Shape labeling records.
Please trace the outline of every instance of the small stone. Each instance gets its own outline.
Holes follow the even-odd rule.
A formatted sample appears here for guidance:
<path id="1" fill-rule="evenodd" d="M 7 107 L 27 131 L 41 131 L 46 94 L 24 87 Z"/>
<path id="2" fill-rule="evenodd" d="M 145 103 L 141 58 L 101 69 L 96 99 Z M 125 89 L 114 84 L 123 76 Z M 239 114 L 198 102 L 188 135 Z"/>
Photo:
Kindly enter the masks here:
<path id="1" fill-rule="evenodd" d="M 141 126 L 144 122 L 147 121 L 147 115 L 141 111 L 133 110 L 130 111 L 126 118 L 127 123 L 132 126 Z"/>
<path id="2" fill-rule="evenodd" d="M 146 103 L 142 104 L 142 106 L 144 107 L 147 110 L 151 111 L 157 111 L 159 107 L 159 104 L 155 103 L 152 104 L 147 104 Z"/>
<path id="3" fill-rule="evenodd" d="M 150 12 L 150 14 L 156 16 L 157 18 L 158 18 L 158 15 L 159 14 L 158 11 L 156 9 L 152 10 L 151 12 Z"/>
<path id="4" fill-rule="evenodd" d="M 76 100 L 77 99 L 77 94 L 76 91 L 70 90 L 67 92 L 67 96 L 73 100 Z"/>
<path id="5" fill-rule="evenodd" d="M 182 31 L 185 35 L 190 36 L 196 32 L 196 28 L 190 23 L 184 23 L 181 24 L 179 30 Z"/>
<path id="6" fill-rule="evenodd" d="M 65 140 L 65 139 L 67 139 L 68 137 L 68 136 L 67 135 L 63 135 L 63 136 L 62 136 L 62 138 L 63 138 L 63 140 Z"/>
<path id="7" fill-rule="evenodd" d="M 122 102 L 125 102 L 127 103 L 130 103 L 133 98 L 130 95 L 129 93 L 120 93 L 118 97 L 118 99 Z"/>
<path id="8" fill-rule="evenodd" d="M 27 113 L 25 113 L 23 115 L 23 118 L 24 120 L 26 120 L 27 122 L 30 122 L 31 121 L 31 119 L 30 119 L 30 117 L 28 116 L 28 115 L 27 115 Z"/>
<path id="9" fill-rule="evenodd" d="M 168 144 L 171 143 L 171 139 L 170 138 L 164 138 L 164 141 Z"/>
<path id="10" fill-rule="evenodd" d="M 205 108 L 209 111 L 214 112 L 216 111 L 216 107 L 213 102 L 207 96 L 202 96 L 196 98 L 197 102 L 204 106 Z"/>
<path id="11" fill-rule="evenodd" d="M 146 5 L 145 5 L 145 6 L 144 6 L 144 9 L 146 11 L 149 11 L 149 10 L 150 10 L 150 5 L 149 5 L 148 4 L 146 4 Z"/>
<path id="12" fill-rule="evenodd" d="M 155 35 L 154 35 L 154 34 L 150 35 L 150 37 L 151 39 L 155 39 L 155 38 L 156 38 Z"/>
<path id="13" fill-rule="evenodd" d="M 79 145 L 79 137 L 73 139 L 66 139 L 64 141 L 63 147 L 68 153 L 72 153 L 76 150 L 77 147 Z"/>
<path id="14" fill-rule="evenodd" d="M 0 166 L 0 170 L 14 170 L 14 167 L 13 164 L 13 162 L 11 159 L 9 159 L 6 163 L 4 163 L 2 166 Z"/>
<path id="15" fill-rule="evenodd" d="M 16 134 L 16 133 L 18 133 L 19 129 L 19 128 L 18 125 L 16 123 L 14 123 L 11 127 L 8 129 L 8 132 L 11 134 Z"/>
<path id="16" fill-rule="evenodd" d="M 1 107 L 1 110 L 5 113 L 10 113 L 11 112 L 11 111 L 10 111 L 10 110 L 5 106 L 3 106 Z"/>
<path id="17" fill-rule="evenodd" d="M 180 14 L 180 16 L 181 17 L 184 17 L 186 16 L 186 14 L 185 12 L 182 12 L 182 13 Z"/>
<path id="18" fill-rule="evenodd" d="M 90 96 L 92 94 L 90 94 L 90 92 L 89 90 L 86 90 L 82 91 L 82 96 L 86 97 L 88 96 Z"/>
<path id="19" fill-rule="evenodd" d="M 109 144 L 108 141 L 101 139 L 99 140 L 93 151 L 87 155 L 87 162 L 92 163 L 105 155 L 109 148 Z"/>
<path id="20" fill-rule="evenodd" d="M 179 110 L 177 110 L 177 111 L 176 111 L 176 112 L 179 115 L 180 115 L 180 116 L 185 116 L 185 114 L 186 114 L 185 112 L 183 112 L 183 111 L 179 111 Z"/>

GIVEN TASK.
Put each line of the data above into a Markdown table with two columns, Row for the line's number and Line for its text. Skip any blank lines.

EXPECTED ANSWER.
| Row | Line |
|---|---|
| 1 | Please trace the outline of every instance of the small stone. Each instance gets its own outline. |
| 2 | Holes follow the even-odd rule. |
| 3 | A formatted sample appears here for guidance: |
| 4 | <path id="1" fill-rule="evenodd" d="M 7 107 L 27 131 L 41 131 L 46 94 L 24 87 Z"/> |
| 5 | <path id="2" fill-rule="evenodd" d="M 145 103 L 141 58 L 101 69 L 96 99 Z M 125 89 L 114 84 L 123 76 Z M 239 114 L 198 102 L 188 135 Z"/> |
| 6 | Photo: |
| 7 | Kindly enter the masks here: |
| 8 | <path id="1" fill-rule="evenodd" d="M 141 126 L 144 122 L 147 121 L 147 115 L 141 111 L 133 110 L 130 111 L 126 118 L 127 123 L 132 126 Z"/> |
| 9 | <path id="2" fill-rule="evenodd" d="M 146 103 L 142 104 L 142 106 L 144 107 L 147 110 L 151 111 L 157 111 L 159 107 L 159 104 L 155 103 L 152 104 L 147 104 Z"/> |
| 10 | <path id="3" fill-rule="evenodd" d="M 150 12 L 150 14 L 156 16 L 157 18 L 158 18 L 158 15 L 159 14 L 158 11 L 156 9 L 152 10 L 151 12 Z"/> |
| 11 | <path id="4" fill-rule="evenodd" d="M 76 100 L 77 99 L 77 94 L 76 91 L 70 90 L 67 92 L 67 96 L 73 100 Z"/> |
| 12 | <path id="5" fill-rule="evenodd" d="M 182 31 L 185 35 L 190 36 L 196 32 L 196 28 L 190 23 L 184 23 L 181 24 L 179 30 Z"/> |
| 13 | <path id="6" fill-rule="evenodd" d="M 65 140 L 65 139 L 67 139 L 68 137 L 68 136 L 67 135 L 63 135 L 63 136 L 62 136 L 62 138 L 63 138 L 63 140 Z"/> |
| 14 | <path id="7" fill-rule="evenodd" d="M 122 102 L 125 102 L 127 103 L 130 103 L 133 98 L 130 95 L 129 93 L 120 93 L 118 97 L 118 99 Z"/> |
| 15 | <path id="8" fill-rule="evenodd" d="M 27 113 L 25 113 L 23 115 L 23 118 L 24 120 L 26 120 L 27 122 L 30 122 L 31 121 L 31 119 L 30 119 L 30 117 L 28 116 L 28 115 L 27 115 Z"/> |
| 16 | <path id="9" fill-rule="evenodd" d="M 168 144 L 171 143 L 171 139 L 170 138 L 164 138 L 164 141 Z"/> |
| 17 | <path id="10" fill-rule="evenodd" d="M 205 108 L 209 111 L 214 112 L 216 111 L 216 107 L 213 102 L 207 96 L 202 96 L 196 98 L 197 102 L 204 106 Z"/> |
| 18 | <path id="11" fill-rule="evenodd" d="M 146 5 L 145 5 L 145 6 L 144 6 L 144 9 L 146 11 L 149 11 L 149 10 L 150 10 L 150 5 L 149 5 L 148 4 L 146 4 Z"/> |
| 19 | <path id="12" fill-rule="evenodd" d="M 155 35 L 154 35 L 154 34 L 150 35 L 150 37 L 151 39 L 155 39 L 155 38 L 156 38 Z"/> |
| 20 | <path id="13" fill-rule="evenodd" d="M 79 145 L 79 137 L 73 139 L 66 139 L 64 141 L 63 147 L 68 153 L 72 153 L 76 150 L 77 147 Z"/> |
| 21 | <path id="14" fill-rule="evenodd" d="M 0 166 L 0 170 L 14 170 L 14 167 L 13 164 L 13 162 L 11 159 L 9 159 L 6 163 L 4 163 L 2 166 Z"/> |
| 22 | <path id="15" fill-rule="evenodd" d="M 16 134 L 16 133 L 18 133 L 19 129 L 19 128 L 18 125 L 16 123 L 14 123 L 11 127 L 8 129 L 8 132 L 11 134 Z"/> |
| 23 | <path id="16" fill-rule="evenodd" d="M 1 107 L 1 110 L 5 113 L 10 113 L 11 112 L 11 111 L 10 111 L 10 110 L 5 106 L 3 106 Z"/> |
| 24 | <path id="17" fill-rule="evenodd" d="M 180 14 L 180 16 L 181 17 L 184 17 L 186 16 L 186 14 L 185 12 L 182 12 L 182 13 Z"/> |
| 25 | <path id="18" fill-rule="evenodd" d="M 90 96 L 92 94 L 90 94 L 90 92 L 89 90 L 86 90 L 82 91 L 82 96 L 86 97 L 88 96 Z"/> |
| 26 | <path id="19" fill-rule="evenodd" d="M 109 144 L 108 141 L 101 139 L 99 140 L 93 151 L 87 155 L 87 162 L 92 163 L 105 155 L 109 148 Z"/> |
| 27 | <path id="20" fill-rule="evenodd" d="M 179 110 L 177 110 L 177 111 L 176 111 L 176 112 L 179 115 L 180 115 L 180 116 L 185 116 L 185 114 L 186 114 L 185 112 L 183 112 L 183 111 L 179 111 Z"/> |